(Extracted entries)

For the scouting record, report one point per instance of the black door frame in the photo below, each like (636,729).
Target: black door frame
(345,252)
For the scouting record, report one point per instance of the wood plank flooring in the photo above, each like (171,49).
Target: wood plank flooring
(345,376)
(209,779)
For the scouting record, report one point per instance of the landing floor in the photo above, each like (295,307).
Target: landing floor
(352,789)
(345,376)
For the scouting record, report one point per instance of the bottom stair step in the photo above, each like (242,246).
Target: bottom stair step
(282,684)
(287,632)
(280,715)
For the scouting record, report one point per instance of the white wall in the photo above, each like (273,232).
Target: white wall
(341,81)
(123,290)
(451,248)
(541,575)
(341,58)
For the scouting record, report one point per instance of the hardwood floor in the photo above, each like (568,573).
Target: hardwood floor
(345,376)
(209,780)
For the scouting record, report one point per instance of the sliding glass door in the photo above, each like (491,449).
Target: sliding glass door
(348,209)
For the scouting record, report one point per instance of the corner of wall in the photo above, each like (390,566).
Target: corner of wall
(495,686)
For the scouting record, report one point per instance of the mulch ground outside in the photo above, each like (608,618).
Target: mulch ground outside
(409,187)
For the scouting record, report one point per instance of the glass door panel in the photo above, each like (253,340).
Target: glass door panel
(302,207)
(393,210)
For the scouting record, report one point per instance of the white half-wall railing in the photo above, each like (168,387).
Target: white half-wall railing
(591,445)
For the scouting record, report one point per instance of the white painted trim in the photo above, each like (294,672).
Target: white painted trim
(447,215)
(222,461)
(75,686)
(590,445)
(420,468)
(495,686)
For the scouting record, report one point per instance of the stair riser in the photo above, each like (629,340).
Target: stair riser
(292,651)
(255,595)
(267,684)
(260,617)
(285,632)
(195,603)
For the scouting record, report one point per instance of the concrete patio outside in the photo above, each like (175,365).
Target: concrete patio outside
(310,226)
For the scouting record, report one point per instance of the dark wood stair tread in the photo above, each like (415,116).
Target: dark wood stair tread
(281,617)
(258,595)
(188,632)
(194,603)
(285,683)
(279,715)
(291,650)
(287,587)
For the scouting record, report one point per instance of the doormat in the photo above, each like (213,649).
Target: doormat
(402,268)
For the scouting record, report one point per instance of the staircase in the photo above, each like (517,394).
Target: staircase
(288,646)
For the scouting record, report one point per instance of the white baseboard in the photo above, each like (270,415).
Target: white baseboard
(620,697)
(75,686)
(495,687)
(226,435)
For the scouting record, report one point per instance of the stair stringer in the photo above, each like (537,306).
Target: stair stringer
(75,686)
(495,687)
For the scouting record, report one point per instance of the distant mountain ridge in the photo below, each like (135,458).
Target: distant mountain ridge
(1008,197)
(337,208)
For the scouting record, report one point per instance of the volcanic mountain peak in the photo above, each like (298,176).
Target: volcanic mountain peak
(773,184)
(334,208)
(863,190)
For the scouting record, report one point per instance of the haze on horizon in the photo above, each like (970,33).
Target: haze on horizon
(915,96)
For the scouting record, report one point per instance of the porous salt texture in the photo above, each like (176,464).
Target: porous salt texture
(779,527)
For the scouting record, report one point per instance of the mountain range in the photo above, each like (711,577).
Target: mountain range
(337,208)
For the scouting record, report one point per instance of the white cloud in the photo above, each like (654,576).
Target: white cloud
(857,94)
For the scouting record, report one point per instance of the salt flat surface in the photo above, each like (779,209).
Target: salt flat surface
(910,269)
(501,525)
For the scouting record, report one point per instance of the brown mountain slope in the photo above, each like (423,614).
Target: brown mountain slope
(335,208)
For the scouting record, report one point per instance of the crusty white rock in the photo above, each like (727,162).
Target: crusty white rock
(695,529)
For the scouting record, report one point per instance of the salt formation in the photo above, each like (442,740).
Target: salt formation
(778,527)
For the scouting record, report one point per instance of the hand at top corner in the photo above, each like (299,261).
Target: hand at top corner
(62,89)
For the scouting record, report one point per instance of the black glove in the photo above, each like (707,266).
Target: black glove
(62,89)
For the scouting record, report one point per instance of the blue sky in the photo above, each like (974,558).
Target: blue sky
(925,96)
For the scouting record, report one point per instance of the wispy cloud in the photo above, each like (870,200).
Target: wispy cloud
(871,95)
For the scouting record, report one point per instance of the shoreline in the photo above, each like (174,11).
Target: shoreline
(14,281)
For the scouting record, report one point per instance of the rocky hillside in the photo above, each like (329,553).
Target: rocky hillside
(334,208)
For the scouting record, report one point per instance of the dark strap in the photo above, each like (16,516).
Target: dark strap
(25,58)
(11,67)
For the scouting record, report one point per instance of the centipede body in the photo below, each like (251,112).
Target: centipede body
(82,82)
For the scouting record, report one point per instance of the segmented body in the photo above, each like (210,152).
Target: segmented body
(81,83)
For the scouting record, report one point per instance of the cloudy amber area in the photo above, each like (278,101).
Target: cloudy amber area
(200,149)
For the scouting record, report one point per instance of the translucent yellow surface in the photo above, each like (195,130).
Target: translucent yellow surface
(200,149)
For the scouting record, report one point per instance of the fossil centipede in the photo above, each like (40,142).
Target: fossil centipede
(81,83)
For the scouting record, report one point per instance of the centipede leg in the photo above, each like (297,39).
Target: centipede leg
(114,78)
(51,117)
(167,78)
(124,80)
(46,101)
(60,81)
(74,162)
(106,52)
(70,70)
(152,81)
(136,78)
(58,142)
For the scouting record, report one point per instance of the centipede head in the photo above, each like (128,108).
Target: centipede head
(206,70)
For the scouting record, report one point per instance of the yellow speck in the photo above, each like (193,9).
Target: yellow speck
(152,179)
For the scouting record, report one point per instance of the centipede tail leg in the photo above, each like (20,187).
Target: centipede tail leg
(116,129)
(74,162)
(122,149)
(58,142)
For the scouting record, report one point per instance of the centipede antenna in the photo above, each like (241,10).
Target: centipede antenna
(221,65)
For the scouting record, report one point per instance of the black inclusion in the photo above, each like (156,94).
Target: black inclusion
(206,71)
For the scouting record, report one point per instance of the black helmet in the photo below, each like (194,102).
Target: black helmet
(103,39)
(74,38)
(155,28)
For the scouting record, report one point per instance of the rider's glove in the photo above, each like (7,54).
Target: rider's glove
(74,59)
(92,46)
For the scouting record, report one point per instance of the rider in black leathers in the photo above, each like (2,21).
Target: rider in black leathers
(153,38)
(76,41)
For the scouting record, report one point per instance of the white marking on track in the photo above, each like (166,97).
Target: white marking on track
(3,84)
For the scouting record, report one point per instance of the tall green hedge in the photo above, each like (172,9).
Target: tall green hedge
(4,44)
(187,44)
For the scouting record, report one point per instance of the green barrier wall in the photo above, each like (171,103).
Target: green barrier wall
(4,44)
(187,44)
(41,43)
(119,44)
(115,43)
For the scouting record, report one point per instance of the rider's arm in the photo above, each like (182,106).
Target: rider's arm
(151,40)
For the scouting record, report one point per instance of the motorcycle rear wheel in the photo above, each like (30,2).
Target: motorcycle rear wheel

(End Extracted entries)

Here the output must be the lines above from the line with "each like (970,33)." to the line with "each like (176,464).", both included, duplicated word for word and nothing else.

**Result for this task**
For the scouting record, report one point per instance of the haze on horizon in the photo above, each like (970,33).
Target: haze on horizon
(915,96)
For the scouting record, report one point per instance of the porous salt texture in the photo above, each like (176,464).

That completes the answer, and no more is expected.